→ **WHAT IS EXPECTED**
Duplicate the material below verbatim, beginning at the line that contains "Locate the man in red" and ending with the final line of the material.

→ **PROVIDED DATA**
····················
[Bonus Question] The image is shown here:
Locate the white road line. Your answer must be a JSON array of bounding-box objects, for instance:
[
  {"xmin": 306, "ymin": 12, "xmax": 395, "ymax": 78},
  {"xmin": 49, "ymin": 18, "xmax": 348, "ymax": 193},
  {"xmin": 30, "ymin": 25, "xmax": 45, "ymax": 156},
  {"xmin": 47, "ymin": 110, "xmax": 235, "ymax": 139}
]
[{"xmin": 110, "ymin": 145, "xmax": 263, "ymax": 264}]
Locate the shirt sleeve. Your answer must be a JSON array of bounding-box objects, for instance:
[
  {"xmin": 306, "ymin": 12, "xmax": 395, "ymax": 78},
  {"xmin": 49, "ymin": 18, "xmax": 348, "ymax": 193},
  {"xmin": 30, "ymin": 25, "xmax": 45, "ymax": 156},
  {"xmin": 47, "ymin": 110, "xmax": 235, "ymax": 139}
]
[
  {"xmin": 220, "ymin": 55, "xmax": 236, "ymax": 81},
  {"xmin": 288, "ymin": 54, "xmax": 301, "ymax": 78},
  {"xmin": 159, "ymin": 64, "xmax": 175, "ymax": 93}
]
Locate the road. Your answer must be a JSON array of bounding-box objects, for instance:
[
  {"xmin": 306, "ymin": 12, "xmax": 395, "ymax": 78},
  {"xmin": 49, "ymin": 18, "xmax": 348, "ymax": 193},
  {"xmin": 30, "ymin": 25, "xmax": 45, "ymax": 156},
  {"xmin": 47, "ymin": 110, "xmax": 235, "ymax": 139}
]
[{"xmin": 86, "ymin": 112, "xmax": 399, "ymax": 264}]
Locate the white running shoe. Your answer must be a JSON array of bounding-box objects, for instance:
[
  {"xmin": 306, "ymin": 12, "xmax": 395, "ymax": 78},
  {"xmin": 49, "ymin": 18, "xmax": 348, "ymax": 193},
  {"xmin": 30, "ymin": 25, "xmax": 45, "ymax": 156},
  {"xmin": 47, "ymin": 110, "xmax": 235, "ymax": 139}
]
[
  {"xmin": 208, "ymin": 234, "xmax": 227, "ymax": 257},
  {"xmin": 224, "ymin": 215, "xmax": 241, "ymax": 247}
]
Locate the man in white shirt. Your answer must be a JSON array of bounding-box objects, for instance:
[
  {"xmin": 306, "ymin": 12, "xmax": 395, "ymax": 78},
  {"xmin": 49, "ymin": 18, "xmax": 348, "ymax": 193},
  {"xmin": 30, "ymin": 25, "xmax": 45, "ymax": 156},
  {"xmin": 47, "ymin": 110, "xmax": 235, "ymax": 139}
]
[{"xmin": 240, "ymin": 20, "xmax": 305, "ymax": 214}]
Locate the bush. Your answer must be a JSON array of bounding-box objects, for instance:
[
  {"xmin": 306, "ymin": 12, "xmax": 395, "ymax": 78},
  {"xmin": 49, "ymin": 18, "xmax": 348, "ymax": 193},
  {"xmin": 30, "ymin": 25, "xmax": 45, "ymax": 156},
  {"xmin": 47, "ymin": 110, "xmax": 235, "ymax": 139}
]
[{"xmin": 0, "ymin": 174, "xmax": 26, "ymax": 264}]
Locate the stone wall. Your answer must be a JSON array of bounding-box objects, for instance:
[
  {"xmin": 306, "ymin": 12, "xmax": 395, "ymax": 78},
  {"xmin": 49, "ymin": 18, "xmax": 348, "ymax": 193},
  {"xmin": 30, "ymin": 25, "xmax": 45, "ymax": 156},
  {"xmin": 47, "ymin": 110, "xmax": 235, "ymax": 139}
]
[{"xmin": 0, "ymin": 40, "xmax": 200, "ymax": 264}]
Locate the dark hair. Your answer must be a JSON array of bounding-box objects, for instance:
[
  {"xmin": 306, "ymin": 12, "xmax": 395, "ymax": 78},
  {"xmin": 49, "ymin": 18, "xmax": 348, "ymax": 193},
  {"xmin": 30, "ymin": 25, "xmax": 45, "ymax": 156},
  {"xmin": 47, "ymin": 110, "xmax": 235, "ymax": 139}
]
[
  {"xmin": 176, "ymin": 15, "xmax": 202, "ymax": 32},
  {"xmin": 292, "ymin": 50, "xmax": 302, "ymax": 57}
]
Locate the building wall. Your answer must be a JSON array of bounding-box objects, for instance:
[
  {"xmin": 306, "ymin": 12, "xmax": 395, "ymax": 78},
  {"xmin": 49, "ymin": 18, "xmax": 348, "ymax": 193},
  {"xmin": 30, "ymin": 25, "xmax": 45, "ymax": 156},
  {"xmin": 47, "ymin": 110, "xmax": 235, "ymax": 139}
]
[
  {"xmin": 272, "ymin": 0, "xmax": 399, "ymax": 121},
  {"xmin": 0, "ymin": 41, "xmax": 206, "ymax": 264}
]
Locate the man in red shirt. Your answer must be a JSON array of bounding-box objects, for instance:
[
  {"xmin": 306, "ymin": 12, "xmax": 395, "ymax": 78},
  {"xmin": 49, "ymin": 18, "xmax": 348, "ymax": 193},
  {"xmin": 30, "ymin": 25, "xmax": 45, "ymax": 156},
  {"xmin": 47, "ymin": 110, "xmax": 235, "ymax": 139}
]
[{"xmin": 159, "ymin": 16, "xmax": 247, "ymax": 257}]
····················
→ **RESULT OF THIS TASK**
Locate the man in red shirt. Your answer must be a JSON array of bounding-box objects, for instance:
[
  {"xmin": 306, "ymin": 12, "xmax": 395, "ymax": 78},
  {"xmin": 49, "ymin": 18, "xmax": 348, "ymax": 193},
  {"xmin": 30, "ymin": 25, "xmax": 45, "ymax": 156},
  {"xmin": 47, "ymin": 110, "xmax": 235, "ymax": 139}
]
[{"xmin": 159, "ymin": 16, "xmax": 247, "ymax": 257}]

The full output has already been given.